# Challenge
Copy every one of the following records word for word, keeping each line in its original order.

====== Data for the task ======

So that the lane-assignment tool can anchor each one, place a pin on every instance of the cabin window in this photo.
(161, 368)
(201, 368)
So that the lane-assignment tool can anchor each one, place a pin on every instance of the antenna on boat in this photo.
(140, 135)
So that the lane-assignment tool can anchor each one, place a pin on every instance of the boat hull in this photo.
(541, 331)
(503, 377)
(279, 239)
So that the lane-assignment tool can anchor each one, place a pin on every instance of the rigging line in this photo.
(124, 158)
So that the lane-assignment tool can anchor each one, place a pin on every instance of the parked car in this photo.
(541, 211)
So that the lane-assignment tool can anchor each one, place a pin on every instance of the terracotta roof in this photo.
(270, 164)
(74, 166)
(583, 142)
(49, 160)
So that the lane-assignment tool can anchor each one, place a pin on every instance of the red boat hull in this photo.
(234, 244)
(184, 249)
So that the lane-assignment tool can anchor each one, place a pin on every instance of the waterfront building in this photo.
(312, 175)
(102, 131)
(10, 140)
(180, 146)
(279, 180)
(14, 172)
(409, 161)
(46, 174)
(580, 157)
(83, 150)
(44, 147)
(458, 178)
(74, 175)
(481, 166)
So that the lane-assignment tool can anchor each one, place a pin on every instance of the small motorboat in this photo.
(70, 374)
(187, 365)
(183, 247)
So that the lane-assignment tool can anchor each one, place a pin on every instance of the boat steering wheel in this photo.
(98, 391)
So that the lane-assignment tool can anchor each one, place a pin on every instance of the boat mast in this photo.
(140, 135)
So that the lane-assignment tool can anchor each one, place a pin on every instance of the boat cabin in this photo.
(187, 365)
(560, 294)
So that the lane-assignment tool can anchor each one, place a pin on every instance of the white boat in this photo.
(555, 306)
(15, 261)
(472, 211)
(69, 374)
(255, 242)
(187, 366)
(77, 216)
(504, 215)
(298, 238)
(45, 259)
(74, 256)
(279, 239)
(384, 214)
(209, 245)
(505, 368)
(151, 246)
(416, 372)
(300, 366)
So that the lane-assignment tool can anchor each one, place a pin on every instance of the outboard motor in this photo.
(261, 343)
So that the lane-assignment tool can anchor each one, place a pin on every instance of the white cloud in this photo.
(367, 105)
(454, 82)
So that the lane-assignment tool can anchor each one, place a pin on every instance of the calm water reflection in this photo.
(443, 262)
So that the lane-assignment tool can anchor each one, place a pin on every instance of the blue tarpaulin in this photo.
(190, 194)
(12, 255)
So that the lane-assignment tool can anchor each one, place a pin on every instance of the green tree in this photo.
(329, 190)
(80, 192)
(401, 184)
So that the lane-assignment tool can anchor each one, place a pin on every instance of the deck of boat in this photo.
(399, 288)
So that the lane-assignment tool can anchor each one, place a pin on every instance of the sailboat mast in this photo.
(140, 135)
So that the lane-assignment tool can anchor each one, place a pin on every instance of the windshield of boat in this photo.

======

# Response for this exercise
So that the lane-assignment tool can anchor each one, place a pin on every instance of the cabin window in this photo.
(161, 368)
(201, 368)
So that the lane-assignment tool can anchor each one, place a pin on every instance of the antenna on boat in this photo.
(140, 135)
So that the lane-assignment tool can anchor each one, place a pin on every instance of the boat hull in this photo.
(541, 331)
(503, 377)
(279, 239)
So that the lane-assignment tool can anchor each one, place a pin on every instance of the rigging line in this photo.
(124, 158)
So that the lane-assignment tool can anchor each one, place a pin on every instance of the parked car in this photo.
(541, 211)
So that the lane-assignment tool can anchor each one, place a pin on every instance of the terracotta roof in this photo.
(270, 164)
(74, 166)
(583, 142)
(49, 160)
So that the lane-assignment tool can anchor each one, place a pin on every instance of the red boat hull in this photo.
(234, 244)
(184, 249)
So that the lane-assignment tool can anchor each one, place a pin on every instance of the waterfront building in this photo.
(312, 175)
(102, 131)
(10, 140)
(180, 146)
(279, 180)
(14, 172)
(409, 161)
(46, 174)
(580, 157)
(83, 150)
(44, 147)
(458, 178)
(74, 175)
(481, 166)
So that the lane-assignment tool can anchor each one, place a pin on every instance of the small motorboat in this photo.
(70, 374)
(187, 365)
(183, 247)
So that the lane-assignment tool can anchor each one, place a pin on every instance of the boat steering wheel in this photo.
(98, 391)
So that the lane-assignment tool can anchor each one, place a pin on every instance of the boat mast in this photo.
(140, 135)
So that the lane-assignment tool can anchor each one, place a pin on every instance of the boat cabin in this photo.
(187, 365)
(560, 294)
So that the lane-assignment tool can anchor each one, place a pin on every instance of the white boat in this photo.
(555, 306)
(15, 261)
(472, 211)
(69, 374)
(255, 242)
(187, 366)
(77, 216)
(504, 215)
(298, 238)
(45, 259)
(74, 256)
(279, 239)
(384, 214)
(209, 245)
(505, 368)
(151, 246)
(416, 372)
(300, 366)
So that the lane-assignment tool can anchor each one, place a pin on every instance of the outboard motor in this photo.
(261, 343)
So that the lane-assignment tool can anchor each one, place a pin on every instance of the white cloud in this photo.
(367, 105)
(454, 82)
So that the lane-assignment tool can anchor each one, place a pin on every instance of the calm water reflection in this photo.
(443, 262)
So that the lane-assignment tool can anchor each one, place a pin on every instance of the blue tarpaulin in this photo.
(190, 194)
(12, 255)
So that the lane-assignment tool can anchor each one, place a pin on every instance of the green tree in this photo.
(329, 190)
(80, 192)
(401, 184)
So that the lane-assignment tool can anchor each one, place a pin on every instance of the deck of boat in this photo.
(399, 288)
So that the lane-assignment tool can anchor each one, place a pin on every instance of the sailboat mast in this photo.
(140, 135)
So that the lane-assignment tool can anchor each one, place a pin on every instance of the windshield of boat in this photo.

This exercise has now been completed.